*** PAGE EXCERPT
A Study of Label Errors and Their Impact on LLM Performance Evaluations
Everybody is a genius. But if you judge a fish by its ability to climb a tree, it will live its whole life believing that it is stupid. — Einstein (attributed)
Natural Language Processing (NLP) benchmarks have been instrumental in advancing the field, both by providing standardized datasets for training but also for evaluating models. These datasets have evolved over time and as models have improved. They have grown both in scale and in the number of tasks that it is possible to test. Initially, these datasets were manually verified, as labeling by experts is clearly preferred. As these datasets have grown in size, though, expert annotation is cost-prohibitive and therefore no longer feasible. At the same time there is still demand for annotation (indeed there is always more demand) so researchers have turned to crowd-sourcing.
While crowd-sourcing has reduced the cost and time of obtaining datasets, it has increased the amount of error present. In general, no dataset is perfect, as it is about achieving a trade-off between scale, efficiency, and expertise. On the one hand, even experts make errors (arising from factors such as task subjectivity, annotator fatigue, inattention, insufficient guidelines, and more). On the other hand, when datasets are annotated by non-experts there are many more errors.

These errors can have a number of unexpected effects. They can damage the generalization of the model if it is trained on these errors or lead to the model not being evaluated correctly. Large language models (LLMs) have shown several advances and the ability to learn the task in context. Therefore, some authors have thought of using them to annotate datasets instead of crowdsourcing.
We find that across the four datasets, ChatGPT’s zero-shot accuracy is higher than that of MTurk for most tasks. For all tasks, ChatGPT’s intercoder agreement exceeds that of both MTurk and trained annotators. Moreover, ChatGPT is significantly cheaper than MTurk.
******
*** SOURCE DATA
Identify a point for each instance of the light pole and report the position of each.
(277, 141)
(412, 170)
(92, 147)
******
Continue the article on label errors in NLP benchmarks, starting after its final sentence.

Especially for low-resource language using LLM seems promising. In fact, in some cases, it is difficult to find annotators and LLMs might be an option. Or if you already have the dataset, LLMs could be used to improve it by detecting errors and correcting them (experts for re-annotation and correction).
Questions remain:
- How many errors are there in these benchmarks?
- Can LLMs identify them?
- How do expert, crowd-sourced, and LLM-based annotations compare in quality and efficiency?
- What are the implications of these errors on model performance and can we mitigate their impact?
In this study, they ask exactly that:
The authors start from the fact that yes LLMs can identify errors but often there is no concordance and it must therefore be reviewed by a human being. Therefore, the authors suggest that an ensemble of LLMs can be used. To create this ensemble, use a number of different prompts and different LLMs (as if it were a kind of pool of experts). They thus check whether there is a strong disagreement between the original labels and the results of the annotating LLMs. If this is the case, these examples are considered mislabeled.